• **Text excerpt**:
◇ ◇ ◇

I'm writing a simple service to take data from a couple of sources, munge it together, and use the Google API client to send it to a Google Sheet. Easy peasy works good, the data is not that big.
The issue is that calling .spreadsheets() after building the api service (i.e. build('sheets', 'v4', http=auth).spreadsheets()
) causes a memory jump of roughly 30 megabytes (I did some profiling to separate out where the memory was being allocated). When deployed to GAE, these spikes stick around for long stretches of time (hours at a time sometimes), creeping upwards and after several requests trigger GAE's 'Exceeded soft private memory limit' error.
I am using memcache for the discovery document and urlfetch for grabbing data, but those are the only other services I am using.
I have tried manual garbage collection, changing threadsafe in app.yaml, even things like changing the point at which .spreadsheets() is called, and can't shake this problem. It's also possible that I am simply misunderstanding something about GAE's architecture, but I know the spike is caused by the call to .spreadsheets() and I am not storing anything in local caches.

◇ ◇ ◇

• **Data section**:
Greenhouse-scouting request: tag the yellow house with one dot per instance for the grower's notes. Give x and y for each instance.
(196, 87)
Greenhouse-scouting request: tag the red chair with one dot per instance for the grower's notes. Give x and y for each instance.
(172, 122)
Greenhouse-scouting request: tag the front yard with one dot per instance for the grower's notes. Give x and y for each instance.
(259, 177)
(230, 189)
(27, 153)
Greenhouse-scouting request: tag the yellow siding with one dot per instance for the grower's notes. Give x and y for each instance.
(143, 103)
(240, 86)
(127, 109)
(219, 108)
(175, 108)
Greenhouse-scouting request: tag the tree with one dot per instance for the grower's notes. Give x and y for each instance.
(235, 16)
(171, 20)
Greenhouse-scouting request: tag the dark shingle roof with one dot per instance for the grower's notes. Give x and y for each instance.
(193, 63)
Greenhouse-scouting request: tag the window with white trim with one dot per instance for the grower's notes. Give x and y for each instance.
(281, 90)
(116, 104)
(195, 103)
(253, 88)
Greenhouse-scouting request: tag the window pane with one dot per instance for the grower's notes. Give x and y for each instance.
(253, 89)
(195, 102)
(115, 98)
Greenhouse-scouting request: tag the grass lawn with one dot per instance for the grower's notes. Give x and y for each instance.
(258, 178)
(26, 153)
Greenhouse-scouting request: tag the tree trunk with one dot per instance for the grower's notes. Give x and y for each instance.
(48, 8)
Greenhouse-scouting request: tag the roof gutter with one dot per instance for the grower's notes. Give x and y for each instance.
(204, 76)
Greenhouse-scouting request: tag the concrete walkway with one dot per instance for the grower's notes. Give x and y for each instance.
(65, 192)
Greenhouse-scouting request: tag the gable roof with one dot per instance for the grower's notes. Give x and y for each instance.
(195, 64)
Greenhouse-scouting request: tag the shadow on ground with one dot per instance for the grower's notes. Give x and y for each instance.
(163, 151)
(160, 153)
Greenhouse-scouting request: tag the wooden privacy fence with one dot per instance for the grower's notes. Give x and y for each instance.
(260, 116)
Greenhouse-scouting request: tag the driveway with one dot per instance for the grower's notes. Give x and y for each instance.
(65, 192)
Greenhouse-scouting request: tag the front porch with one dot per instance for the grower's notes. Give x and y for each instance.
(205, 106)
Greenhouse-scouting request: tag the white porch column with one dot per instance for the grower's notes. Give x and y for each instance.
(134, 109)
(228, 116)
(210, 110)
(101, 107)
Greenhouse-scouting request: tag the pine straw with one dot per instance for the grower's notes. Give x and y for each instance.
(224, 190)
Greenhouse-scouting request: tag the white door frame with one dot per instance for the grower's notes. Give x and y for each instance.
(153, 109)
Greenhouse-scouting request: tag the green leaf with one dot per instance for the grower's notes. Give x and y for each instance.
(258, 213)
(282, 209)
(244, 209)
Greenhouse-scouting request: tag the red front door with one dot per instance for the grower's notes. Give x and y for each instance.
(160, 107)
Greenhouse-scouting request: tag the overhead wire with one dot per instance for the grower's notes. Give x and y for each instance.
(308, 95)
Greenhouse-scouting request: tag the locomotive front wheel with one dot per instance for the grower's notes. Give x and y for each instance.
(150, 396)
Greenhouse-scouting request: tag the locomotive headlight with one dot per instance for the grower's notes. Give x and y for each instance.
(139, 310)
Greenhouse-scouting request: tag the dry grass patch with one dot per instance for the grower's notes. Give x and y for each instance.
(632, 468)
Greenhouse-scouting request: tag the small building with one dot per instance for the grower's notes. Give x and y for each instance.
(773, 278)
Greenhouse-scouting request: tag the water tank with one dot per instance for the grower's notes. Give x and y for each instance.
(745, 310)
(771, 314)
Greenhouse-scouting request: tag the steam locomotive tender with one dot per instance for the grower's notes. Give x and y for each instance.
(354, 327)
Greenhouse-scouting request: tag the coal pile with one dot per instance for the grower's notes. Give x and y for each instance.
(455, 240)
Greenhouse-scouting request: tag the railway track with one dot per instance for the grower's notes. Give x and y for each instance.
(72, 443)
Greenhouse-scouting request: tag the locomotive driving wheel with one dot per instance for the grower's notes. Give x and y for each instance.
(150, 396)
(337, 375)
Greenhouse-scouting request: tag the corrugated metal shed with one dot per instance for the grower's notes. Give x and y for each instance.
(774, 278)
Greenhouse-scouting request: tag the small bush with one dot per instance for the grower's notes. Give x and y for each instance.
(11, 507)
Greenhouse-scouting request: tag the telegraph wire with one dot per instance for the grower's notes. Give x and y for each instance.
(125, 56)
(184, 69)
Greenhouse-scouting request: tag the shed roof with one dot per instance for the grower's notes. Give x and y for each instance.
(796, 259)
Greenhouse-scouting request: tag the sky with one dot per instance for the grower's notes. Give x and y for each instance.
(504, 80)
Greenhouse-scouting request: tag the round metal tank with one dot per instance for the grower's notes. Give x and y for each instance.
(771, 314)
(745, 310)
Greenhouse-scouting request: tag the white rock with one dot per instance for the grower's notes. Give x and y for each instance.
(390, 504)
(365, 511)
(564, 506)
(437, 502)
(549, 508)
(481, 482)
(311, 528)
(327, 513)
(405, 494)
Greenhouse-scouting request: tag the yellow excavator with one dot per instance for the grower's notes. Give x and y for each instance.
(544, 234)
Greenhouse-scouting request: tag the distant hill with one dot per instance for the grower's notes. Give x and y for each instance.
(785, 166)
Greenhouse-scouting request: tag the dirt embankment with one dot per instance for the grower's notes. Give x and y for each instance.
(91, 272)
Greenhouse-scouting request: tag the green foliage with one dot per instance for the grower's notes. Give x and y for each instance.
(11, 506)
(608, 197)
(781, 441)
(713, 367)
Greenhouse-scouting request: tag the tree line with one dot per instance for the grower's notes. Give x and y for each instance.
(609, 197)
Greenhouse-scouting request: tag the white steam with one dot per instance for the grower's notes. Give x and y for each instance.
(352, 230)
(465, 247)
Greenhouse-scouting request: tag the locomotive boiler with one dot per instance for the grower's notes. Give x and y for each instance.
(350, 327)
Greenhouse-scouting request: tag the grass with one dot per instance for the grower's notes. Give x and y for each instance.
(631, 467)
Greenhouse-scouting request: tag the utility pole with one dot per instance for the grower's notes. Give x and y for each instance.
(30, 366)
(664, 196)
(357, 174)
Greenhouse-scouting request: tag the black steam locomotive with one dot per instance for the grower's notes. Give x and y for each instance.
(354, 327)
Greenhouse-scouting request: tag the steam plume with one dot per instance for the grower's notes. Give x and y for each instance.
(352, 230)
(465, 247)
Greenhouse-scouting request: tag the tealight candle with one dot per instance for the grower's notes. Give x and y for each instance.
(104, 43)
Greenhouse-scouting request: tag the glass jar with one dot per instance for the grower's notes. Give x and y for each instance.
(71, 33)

◇ ◇ ◇

• **Parts of the exercise**:
1. From the post on memory spikes, translate this sentence into Spanish: "I am using memcache for the discovery document and urlfetch for grabbing data, but those are the only other services I am using."
2. In the post on memory spikes, extract the passage from "I'm writing a" up to and including "not that big.".

• **Final answers**:
1. Uso memcache para el documento de descubrimiento y urlfetch para obtener datos, pero esos son los únicos otros servicios que utilizo.

2.
I'm writing a simple service to take data from a couple of sources, munge it together, and use the Google API client to send it to a Google Sheet. Easy peasy works good, the data is not that big.